:: PAGE EXCERPT ::

I must say Obama’s election has brought me to a point in life that I actually find myself seeing color. I have had black friends, a black boyfriend, a Muslim friend, Indian friends both native and of India, Mexican friends …
You know what I really don’t get is why it is supposed to matter? After all is not that the very issue, the entire minority (now it is the whites I believe are the minority) have been fighting about, the fact that it is such an issue?
They say skin color shouldn’t matter, and I agree, but it matters with affirmative action when once in play and still in some areas, and the fact that we are white, can and sometimes is held against us, even though we may very well be the brighter person in a given situation, or maybe the Mexican is, or the Indian, or the black person.
Please forgive me … to anyone I may offend by my words. I am only trying to speak here, but I never even really noticed or looked at color until at this time finding myself in this precarious position with this black women and I have no clue as to what it is I did to offend her. I realize we had differences on politics but that is politics. I didn’t choose Obama, but the reason was not for that he was a black man.
I raised my hand in a customer relation situation to quietly convey to her please, I am engaged with a guest would you mind quieting down or asking me whatever she wants to ask later and she claims it means f-her. I would never say that to someone, unless provoked awkwardly, and I haven’t felt it was in that sense that it was meant. My thoughts were that she was trying to help. I have never in my twenty-five years of hospitality yelled at another staff member or employee in or out of an office. Loud voice maybe, but never yelling, and I would definitely never use the f-word. I just don’t feel it is appropriate.
I am afraid to say would you like your coffee black, or is it the chocolate donut that you wanted? I find her picking on every fault that I make, saying that I mess up a lot, but what she doesn’t understand is the uncomfortable feelings the situation brings with her that really hampers me, and I am not sure how to solve the issue. I really am only down there a few days or even one now filling in so …
I have been in customer relations for over twenty-five years, she is younger and has around five years, and I feel like it’s a literal pissing match. Forgive the saying, and I don’t like it at all. I do not enjoy it, I like to have fun on my job and without her, I do guest services of over $600 and I do not miss a beat. Well almost anyway.

:::
:: DATA SECTION ::

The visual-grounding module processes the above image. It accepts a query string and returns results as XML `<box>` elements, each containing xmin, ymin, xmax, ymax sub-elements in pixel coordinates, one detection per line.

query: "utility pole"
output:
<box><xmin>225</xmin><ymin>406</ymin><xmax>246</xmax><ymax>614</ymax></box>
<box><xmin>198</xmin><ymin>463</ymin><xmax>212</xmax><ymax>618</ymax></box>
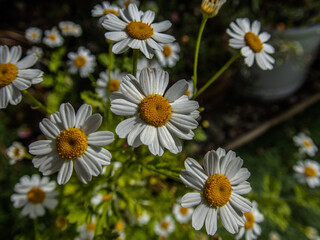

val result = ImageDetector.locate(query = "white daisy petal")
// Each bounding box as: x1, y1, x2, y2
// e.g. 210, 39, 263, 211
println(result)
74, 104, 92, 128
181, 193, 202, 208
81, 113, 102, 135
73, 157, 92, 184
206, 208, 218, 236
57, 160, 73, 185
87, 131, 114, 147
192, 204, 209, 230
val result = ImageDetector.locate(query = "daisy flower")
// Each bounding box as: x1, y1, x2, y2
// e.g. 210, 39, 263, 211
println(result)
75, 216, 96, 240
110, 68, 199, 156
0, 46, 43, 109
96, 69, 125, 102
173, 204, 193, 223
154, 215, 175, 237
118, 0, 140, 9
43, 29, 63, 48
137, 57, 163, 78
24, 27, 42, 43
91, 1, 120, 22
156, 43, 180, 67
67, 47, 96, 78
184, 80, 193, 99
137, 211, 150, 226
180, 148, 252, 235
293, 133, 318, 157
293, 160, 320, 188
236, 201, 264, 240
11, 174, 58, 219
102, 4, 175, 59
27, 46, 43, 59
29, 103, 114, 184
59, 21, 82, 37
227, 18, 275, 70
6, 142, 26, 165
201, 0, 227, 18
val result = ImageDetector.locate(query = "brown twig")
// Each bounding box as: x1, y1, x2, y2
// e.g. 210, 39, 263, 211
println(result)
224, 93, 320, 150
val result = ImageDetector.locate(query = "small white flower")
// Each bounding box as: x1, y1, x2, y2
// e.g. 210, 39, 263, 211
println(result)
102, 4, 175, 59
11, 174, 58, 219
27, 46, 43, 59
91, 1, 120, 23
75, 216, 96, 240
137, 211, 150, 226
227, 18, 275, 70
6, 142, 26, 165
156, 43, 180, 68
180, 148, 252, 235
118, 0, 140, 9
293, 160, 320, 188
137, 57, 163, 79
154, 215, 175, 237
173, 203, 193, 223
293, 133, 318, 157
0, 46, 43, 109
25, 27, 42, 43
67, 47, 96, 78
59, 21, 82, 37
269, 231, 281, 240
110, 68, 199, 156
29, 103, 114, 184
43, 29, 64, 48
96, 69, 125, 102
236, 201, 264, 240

:::

EXERCISE INSTRUCTIONS:
A) In two sentences, summarize the post about a workplace conflict.
B) Continue the post about the workplace conflict from its last sentence.

TASK-BY-TASK ANSWERS:
A) The writer says that Obama's election has brought them to a point of seeing color, and they question why skin color is supposed to matter when being white can sometimes be held against them. They describe a conflict with a younger black woman at work who claims a raised hand meant an obscene insult, and they say they have no clue what offended her and are not sure how to solve the issue, despite over twenty-five years in customer relations.

B)
We have four sometimes along with another younger girl who has taken the train with her, and although a little bit different of job description and duty, with all of us we cannot seem to manage a $400 day, without some sort of screaming match.
I wish to be removed from the situation actually, still want my job, there are two separate identities … but am afraid of the possible retaliation effects from her. There is also this other girl, also younger, she has teamed up with it seems, she is at the other place I work at on the weekends, and she makes comments I literally just want to slap her on. In the Mom versus bratty kid area. I started out trying to help her learn the business; it can be a tough one.
I am a jack-of-all-trades but a master of none! I have managed, but have actually been trying to find the right place for it, I will again, maybe later on even here, but for now I would just like to see the dust settle on this.
Not that I do not have people I can approach for answers, I find myself paranoid from past experiences of let’s say trying to openly communicate. Too much offense is taken, maybe I say it wrong, but if there are managers of hospitality out there who may be able to give girl a bit of advice, I might be inclined to take it. I am that paranoid though and would wonder who ever might be giving it to me may be also.
I know I can be tough sometimes when quoting or that, but it is usually due to lack of space or sometimes time. I am a bartender a lot, you must have diplomacy for that. I am also a winey and foodie and for that you must have the finesse along with the knowledge. I know the biz like the back of hand, not perfect but close. I have just liked to be good at what I do.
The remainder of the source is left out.